▶ **SOURCE EXTRACT**
Distributed Validator Technology

dYdX V4 will take the form of an L1 Blockchain built on top of CometBFT (a service that provides a Byzantine Fault Tolerant/Tendermint consensus engine for state-machine replication), and using CosmosSDK (an open-source framework for building multi-asset public Proof-of-Stake (PoS) blockchains - it can also be used to build permissioned Proof-of-Authority blockchains - but that’s another matter altogether which it out of scope). CometBFT is application-agnostic and will be handling two aspects of dYdX V4:

The Networking layer; and
The Consensus layer.

All in all the interplay between CosmosSDK and CometBFT looks something like this:

CometBFT uses Tendermit (this is also referred to as Byzantine Fault Tolerance/atomic broadcast - however, it is more colloquially known within the Cosmos ecosystem as Tendermit) - a detailed analysis of the Tendermint consensus mechanism can be found in the introductory paper written by Ethan Buchman, Jae Kwon and Zarko Milosevic here: https://arxiv.org/pdf/1807.04938.pdf.

▶ **DIRECTION 1**
Write out the collected data rows word for word, starting at the line that contains "Note: mark the man's eye" and ending with the last of the rows.

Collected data
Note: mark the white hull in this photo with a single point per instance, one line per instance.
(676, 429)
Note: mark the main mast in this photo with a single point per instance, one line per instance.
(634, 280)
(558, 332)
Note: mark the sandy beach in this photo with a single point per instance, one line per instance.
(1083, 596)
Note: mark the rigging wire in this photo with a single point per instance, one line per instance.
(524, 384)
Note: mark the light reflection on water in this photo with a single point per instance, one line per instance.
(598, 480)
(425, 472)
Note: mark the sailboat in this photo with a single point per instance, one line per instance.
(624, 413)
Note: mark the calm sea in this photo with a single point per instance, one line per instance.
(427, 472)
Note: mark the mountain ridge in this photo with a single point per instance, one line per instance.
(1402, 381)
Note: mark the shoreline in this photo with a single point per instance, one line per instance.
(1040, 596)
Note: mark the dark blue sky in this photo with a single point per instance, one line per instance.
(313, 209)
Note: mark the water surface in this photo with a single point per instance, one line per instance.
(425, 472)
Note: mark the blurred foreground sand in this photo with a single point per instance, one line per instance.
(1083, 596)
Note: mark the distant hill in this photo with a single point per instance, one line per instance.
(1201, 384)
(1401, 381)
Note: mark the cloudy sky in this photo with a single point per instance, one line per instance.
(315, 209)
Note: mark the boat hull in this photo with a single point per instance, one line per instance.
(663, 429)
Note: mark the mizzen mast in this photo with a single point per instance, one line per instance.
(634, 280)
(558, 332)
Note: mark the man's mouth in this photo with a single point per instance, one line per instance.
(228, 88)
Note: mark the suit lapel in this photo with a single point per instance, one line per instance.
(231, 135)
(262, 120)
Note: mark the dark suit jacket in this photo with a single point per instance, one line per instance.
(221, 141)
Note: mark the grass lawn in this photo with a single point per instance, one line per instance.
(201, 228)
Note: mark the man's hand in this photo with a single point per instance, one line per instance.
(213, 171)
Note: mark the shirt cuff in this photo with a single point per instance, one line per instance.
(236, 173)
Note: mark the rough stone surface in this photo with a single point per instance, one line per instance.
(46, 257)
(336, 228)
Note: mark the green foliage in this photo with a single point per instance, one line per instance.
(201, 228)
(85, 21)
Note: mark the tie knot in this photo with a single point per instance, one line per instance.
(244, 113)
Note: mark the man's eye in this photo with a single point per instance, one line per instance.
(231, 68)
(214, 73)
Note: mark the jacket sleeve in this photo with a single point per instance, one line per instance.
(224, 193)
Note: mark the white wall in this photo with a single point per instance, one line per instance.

▶ **DIRECTION 2**
In the Distributed Validator Technology text, which two layers of dYdX V4 will CometBFT handle?

▶ **WORKED SOLUTION 1**
Note: mark the man's eye in this photo with a single point per instance, one line per instance.
(231, 68)
(214, 73)
Note: mark the jacket sleeve in this photo with a single point per instance, one line per instance.
(224, 193)
Note: mark the white wall in this photo with a single point per instance, one line per instance.

▶ **WORKED SOLUTION 2**
The networking layer and the consensus layer.